* **Recorded information**
┄┄┄┄┄┄┄┄┄┄

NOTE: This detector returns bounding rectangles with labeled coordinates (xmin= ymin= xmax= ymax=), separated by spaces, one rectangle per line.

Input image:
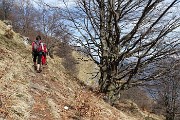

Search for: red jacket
xmin=32 ymin=40 xmax=42 ymax=52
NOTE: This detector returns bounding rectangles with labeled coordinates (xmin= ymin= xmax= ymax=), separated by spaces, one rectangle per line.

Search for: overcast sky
xmin=33 ymin=0 xmax=75 ymax=8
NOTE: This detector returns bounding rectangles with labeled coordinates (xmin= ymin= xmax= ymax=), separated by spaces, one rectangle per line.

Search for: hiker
xmin=32 ymin=35 xmax=43 ymax=73
xmin=42 ymin=43 xmax=47 ymax=65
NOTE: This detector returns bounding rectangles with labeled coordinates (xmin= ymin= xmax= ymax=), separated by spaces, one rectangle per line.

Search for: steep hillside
xmin=0 ymin=21 xmax=164 ymax=120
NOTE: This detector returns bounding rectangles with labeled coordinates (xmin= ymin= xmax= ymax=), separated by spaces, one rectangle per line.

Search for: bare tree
xmin=61 ymin=0 xmax=180 ymax=103
xmin=0 ymin=0 xmax=14 ymax=20
xmin=149 ymin=57 xmax=180 ymax=120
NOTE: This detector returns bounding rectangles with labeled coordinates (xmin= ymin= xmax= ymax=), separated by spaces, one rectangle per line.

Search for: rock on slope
xmin=0 ymin=21 xmax=163 ymax=120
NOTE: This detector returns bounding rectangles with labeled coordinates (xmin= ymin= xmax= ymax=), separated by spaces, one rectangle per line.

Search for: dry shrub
xmin=4 ymin=25 xmax=14 ymax=39
xmin=121 ymin=87 xmax=154 ymax=112
xmin=56 ymin=43 xmax=78 ymax=76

┄┄┄┄┄┄┄┄┄┄

Reproduce the material above with "detector" replaced by "locator" everywhere and nothing else changed. Leave out the pictures.

NOTE: This locator returns bounding rectangles with labeled coordinates (xmin= ymin= xmax= ymax=), separated by spaces, one rectangle per line.

Input image:

Search for: red jacket
xmin=32 ymin=40 xmax=42 ymax=52
NOTE: This locator returns bounding rectangles with labeled coordinates (xmin= ymin= xmax= ymax=), separated by spaces, one rectangle per line.

Search for: overcast sky
xmin=33 ymin=0 xmax=75 ymax=8
NOTE: This locator returns bounding rectangles with labeled coordinates (xmin= ymin= xmax= ymax=), separated by spaces, one rectangle per line.

Search for: hiker
xmin=32 ymin=35 xmax=43 ymax=73
xmin=42 ymin=43 xmax=47 ymax=65
NOTE: This locator returns bounding rectangles with labeled coordinates (xmin= ymin= xmax= ymax=), separated by spaces, one rectangle per line.

Search for: steep hillside
xmin=0 ymin=21 xmax=164 ymax=120
NOTE: This locator returns bounding rectangles with labeled coordinates (xmin= ymin= xmax= ymax=), separated by spaces, one rectangle per line.

Search for: bare tree
xmin=61 ymin=0 xmax=180 ymax=103
xmin=0 ymin=0 xmax=14 ymax=20
xmin=149 ymin=57 xmax=180 ymax=120
NOTE: This locator returns bounding rectangles with labeled coordinates (xmin= ymin= xmax= ymax=), separated by spaces, one rectangle per line.

Search for: rock on slope
xmin=0 ymin=21 xmax=163 ymax=120
NOTE: This locator returns bounding rectangles with labeled coordinates (xmin= ymin= xmax= ymax=), separated by spaces, one rectangle per line.

Search for: dry shrub
xmin=4 ymin=25 xmax=14 ymax=39
xmin=121 ymin=87 xmax=154 ymax=112
xmin=56 ymin=43 xmax=78 ymax=76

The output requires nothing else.